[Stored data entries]
━━━━

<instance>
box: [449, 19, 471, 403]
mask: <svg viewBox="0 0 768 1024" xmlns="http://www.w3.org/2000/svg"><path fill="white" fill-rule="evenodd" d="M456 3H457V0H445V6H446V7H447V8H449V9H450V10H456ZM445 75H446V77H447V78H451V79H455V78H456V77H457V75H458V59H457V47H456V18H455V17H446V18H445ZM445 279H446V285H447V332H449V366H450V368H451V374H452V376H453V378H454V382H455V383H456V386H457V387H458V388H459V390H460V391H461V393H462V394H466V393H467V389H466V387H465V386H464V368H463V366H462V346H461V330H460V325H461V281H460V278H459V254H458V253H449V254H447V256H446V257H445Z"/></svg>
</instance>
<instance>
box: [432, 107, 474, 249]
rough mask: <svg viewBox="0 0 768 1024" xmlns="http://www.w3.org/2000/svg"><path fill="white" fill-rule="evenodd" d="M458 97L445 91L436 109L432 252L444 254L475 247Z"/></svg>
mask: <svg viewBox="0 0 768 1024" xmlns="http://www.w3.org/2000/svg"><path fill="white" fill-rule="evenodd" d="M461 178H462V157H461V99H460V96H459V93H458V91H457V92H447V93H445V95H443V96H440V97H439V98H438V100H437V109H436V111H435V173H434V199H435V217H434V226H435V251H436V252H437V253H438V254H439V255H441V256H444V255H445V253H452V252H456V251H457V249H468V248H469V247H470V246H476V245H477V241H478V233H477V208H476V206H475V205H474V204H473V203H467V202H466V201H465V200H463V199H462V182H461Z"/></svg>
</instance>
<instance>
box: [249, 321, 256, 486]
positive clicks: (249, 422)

━━━━

■ EXERCISE DETAILS ■
The lines from the start of the entries above through the line containing "box: [432, 107, 474, 249]" are the ones to return, please; copy them exactly and include both ends.

■ EXERCISE RESPONSE ■
<instance>
box: [449, 19, 471, 403]
mask: <svg viewBox="0 0 768 1024" xmlns="http://www.w3.org/2000/svg"><path fill="white" fill-rule="evenodd" d="M456 3H457V0H445V6H446V7H447V8H449V9H450V10H456ZM445 75H446V77H447V78H451V79H455V78H456V77H457V75H458V59H457V47H456V18H455V17H446V18H445ZM445 279H446V285H447V332H449V366H450V368H451V374H452V376H453V378H454V382H455V383H456V386H457V387H458V388H459V390H460V391H461V393H462V394H466V393H467V389H466V387H465V386H464V368H463V366H462V346H461V330H460V325H461V281H460V278H459V254H458V253H449V254H447V256H446V257H445Z"/></svg>
</instance>
<instance>
box: [432, 107, 474, 249]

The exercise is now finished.